ENUNCIADO 1: ¿Puedes identificar cada línea de las filas que contiene la palabra "water" y copiarla?
ENUNCIADO 2: ¿Podrías retomar el texto sobre el abuelo y continuarlo a partir de su última frase?

== TEXTO FACILITADO ==

El pan olerá a polvo. Eso seguro. El exquisito pan recién hecho del viejo obrador va a oler a mezcla. Qué asco. Toda la vida tragando lodos y barros, conseguir jubilarse junto a una panadería con productos frescos para salir de casa y tropezar mortalmente. La gente se muere delante de su casa.

¿Quién entiende a los nietos? Sus padres no, nunca lo harán. Invertirán toda su vida en ello, pero de nada servirá. Quizás es por ello que hay un vínculo que rompe el espacio-tiempo, saltando generaciones y con ellas prejuicios y fobias, que juega a la experiencia y al primer estímulo. A la necesidad de adaptación que la trepidante vida nos obliga. Cuando se va un abuelo, cuando se marcha una abuela, la mismísima tierra se abre ante tus pies, enterrando años y recuerdos delante de ti.

La muerte del pobre se parece muy poco a la del rico. Bueno, realmente la muerte se parece, pero ni de lejos el proceso previo ni el ritual posterior.

El año volvía a terminarse. Y es que así parecía que fuese. Un mismo relato contado incontables veces. Otra Nochevieja. Los días se parecen los unos a los otros, se intercambian entre sí. Cuando te resulta difícil recordar tu nombre, las semanas empiezan a ser demasiado raras para que resulten cómodas.

Las abuelitas solitarias se reúnen cada tarde en el porche acristalado de la casa; mecidas en la sobremesa televisiva, solo el paso de algún vehículo dominguero o una eventual visita consigue traerlas de vuelta de nuevo.

Parece un metro vacío, pero aquella niña sonríe mirando de un lado a otro de la estación. Sus calcetines largos y su vestido a juego (nunca sé qué va a juego con qué), sus canciones infantiles y ese continuo diálogo que mantiene con las paredes me hipnotiza por un momento.

Me montaba en el metro de mi ciudad por segunda vez en mi vida. La primera para mi padre, que me acompañaba. Yo bromeaba con él, por el hecho de que habíamos llegado a ver en vida un metropolitano en la ciudad y él recordaba con dolor que el abuelo no lo había podido ver. Pese a haber sido testigo desde su balcón de las faraónicas obras del suburbano.

Las navidades en casa del abuelo.

Había pocas cosas que le gustaran más al abuelo que el crepitar de los leños en la chimenea. Podía pasar horas observando cómo la madera se consumía en el sublime espectáculo del fuego. Pocas cosas más que regar un jardín, que trabajarlo día tras día, que hacerle la merienda a cualquiera de sus nietos.

A él le debo mi amor por el ferrocarril; nunca olvidaré el Talgo Virgen del Carmen que me regaló. Un Ibertren de la escala HO que sigue conmigo, y que fue el comienzo de la fascinación que hasta hoy mantengo hacia ese medio de transporte. Y hacia casa del abuelo iba ayer mismo en metro.

===
== DATOS PROPORCIONADOS ==

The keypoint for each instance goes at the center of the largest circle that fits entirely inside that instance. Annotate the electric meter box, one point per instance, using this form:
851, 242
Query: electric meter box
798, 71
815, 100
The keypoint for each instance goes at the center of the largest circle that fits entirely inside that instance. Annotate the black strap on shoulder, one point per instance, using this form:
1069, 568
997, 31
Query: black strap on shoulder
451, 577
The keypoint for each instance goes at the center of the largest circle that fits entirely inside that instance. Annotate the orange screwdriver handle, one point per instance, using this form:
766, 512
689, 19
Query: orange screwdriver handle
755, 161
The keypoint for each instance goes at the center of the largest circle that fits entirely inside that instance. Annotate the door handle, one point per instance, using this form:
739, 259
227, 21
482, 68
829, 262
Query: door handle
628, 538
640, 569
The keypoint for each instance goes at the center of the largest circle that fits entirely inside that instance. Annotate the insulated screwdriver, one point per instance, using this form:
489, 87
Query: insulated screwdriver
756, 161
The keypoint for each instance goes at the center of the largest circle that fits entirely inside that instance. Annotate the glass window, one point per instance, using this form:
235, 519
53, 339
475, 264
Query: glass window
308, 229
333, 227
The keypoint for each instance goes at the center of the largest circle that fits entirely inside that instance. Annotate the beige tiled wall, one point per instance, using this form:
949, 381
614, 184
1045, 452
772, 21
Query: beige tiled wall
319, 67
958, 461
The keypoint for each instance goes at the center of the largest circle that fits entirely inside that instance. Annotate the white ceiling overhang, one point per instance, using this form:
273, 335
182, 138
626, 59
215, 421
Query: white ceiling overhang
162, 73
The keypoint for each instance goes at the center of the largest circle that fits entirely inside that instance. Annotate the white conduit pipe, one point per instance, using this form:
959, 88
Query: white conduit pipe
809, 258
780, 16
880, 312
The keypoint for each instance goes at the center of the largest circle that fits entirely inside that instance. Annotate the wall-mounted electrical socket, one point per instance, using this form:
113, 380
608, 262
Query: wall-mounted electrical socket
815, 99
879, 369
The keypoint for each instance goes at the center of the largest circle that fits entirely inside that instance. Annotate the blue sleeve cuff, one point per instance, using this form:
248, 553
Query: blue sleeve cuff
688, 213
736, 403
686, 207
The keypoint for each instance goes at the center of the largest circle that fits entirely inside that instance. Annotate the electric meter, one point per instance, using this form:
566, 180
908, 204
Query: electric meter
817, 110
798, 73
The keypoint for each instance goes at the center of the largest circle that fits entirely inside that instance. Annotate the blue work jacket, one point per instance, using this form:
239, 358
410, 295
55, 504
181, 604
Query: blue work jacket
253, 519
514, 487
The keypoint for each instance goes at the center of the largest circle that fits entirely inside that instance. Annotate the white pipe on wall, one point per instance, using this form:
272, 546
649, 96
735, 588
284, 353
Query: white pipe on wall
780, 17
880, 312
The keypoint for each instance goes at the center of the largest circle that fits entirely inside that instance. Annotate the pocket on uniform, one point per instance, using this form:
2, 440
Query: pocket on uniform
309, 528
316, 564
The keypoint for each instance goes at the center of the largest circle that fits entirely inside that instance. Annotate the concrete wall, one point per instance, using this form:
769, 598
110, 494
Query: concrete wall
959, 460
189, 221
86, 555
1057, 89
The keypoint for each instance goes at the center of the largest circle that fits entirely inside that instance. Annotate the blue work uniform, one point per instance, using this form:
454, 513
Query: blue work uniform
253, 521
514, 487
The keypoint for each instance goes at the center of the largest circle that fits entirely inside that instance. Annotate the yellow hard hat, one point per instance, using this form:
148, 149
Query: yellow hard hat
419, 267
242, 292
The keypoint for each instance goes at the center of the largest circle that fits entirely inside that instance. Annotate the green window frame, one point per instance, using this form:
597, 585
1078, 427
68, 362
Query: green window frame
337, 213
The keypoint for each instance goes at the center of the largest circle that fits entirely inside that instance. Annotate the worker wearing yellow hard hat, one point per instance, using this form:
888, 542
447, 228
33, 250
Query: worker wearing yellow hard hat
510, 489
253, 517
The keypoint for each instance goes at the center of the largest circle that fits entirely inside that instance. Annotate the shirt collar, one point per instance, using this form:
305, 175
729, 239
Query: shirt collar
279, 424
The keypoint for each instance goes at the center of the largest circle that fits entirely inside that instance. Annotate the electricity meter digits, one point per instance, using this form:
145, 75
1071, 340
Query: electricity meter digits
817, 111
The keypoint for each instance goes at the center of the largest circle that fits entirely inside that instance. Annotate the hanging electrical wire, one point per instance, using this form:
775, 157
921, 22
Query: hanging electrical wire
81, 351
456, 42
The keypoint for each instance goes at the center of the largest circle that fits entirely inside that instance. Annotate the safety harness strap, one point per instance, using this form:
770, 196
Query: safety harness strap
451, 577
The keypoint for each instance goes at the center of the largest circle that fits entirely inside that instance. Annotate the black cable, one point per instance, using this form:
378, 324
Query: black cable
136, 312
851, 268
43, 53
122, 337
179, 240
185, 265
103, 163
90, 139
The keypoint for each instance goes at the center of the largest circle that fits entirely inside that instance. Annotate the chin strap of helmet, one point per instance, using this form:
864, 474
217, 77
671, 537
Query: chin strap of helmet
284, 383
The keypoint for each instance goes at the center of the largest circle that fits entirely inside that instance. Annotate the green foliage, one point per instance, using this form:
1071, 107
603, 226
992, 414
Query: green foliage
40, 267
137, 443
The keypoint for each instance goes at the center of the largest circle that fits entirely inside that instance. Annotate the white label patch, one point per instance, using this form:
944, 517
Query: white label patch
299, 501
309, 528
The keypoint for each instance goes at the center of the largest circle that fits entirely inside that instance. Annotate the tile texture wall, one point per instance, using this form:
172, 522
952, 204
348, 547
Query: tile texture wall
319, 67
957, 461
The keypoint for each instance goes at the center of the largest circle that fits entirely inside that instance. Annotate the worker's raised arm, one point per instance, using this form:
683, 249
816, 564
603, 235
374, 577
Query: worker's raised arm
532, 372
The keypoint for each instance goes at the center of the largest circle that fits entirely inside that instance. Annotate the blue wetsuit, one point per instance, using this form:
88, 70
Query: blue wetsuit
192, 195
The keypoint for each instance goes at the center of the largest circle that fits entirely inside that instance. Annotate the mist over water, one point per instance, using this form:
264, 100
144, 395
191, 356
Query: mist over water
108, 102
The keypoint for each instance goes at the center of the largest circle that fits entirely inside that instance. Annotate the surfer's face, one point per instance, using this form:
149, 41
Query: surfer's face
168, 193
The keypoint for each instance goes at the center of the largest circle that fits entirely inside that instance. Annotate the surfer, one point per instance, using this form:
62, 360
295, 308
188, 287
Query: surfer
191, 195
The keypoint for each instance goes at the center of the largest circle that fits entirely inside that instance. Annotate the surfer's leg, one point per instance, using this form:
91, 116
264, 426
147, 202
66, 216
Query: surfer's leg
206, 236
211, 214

===

RESPUESTA 1:
The keypoint for each instance goes at the center of the largest circle that fits entirely inside that instance. Annotate the mist over water, one point per instance, using this form:
Query: mist over water

RESPUESTA 2:
Dos meses después de comprarme la cámara de fotos de mi vida, compañera de trabajos, de proyectos, de fiestas e ilusiones; fui a enseñársela a él. Empezaba a descuidarse su cerebro a la hora de contarle ciertas cosas que acababan de pasar, pero gozaba de total autonomía para deambular por casa. Entonces me dijo, tras alabar mi nueva herramienta:

—Te voy a regalar una cámara. A lo que yo respondí que acababa de comprar una, que estaba muy cubierto en ese asunto. No obstante hizo caso omiso a mis palabras y salió del salón. La siguiente imagen que recuerdo fue la de él volviendo con una Polaroid 600, con la que décadas antes me había retratado. Antes de su marcha fue la última gran sorpresa que le dio a alguien muy falto de ellas.

Puedo pasear cerca de ti a cualquier hora. Aunque sabes que ya no voy  a la plaza tanto como antes.

Hoy vi a una nieta llorar desconsoladamente. Ni siquiera los terroríficos sonidos hidráulicos de la máquina que posicionaba el féretro de su abuela lograban acallar ese llanto que provenía desde su mismísima alma. Me dieron ganas de abrazarla, como hice con su tía una hora antes, y con su abuelo, a quien también dedico este esperpento.

Me vi a mí, te vi a ti, nos vi a todos ante ese momento con el que se fabrica el mal. Esa impotencia, ese «se acabó», ese adiós sin réplica, ese temblor nervioso. Esa negación hacia la mismísima vida, esa rabia tonta, como si no supiéramos que ocurría.

Mientras, en los despachos, los abuelos son un estorbo, pero un buen saco de votos.

Dice la leyenda que los abueletes habitan por siempre las obras que sufrieron durante sus últimos años de vida, esas que les convirtieron en infierno la visita a la panadería, o la excursión a la «parada provisional» del autobús. Quizás por eso los mayores de 65 miran tanto las obras. Quizás no estén controlando a los peones, sino buscando su nuevo hogar.